THE PROBLEM - Print each entry exactly, all the way through.

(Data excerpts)
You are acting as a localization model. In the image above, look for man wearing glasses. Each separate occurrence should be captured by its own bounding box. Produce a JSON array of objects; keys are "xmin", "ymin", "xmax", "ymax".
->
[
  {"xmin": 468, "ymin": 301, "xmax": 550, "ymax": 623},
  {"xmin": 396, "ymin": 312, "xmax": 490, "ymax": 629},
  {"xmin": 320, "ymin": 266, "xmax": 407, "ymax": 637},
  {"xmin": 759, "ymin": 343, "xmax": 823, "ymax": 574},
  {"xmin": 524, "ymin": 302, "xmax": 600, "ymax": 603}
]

RESPONSE FOR THIS EXERCISE -
You are acting as a localization model. In the image above, look for man wearing glasses. Each separate occurrence should be captured by its own bounding box. Produce a JSON array of objects; keys are "xmin", "ymin", "xmax", "ymax".
->
[
  {"xmin": 468, "ymin": 301, "xmax": 550, "ymax": 623},
  {"xmin": 396, "ymin": 312, "xmax": 490, "ymax": 629},
  {"xmin": 320, "ymin": 266, "xmax": 407, "ymax": 637},
  {"xmin": 759, "ymin": 343, "xmax": 823, "ymax": 574},
  {"xmin": 524, "ymin": 302, "xmax": 600, "ymax": 603}
]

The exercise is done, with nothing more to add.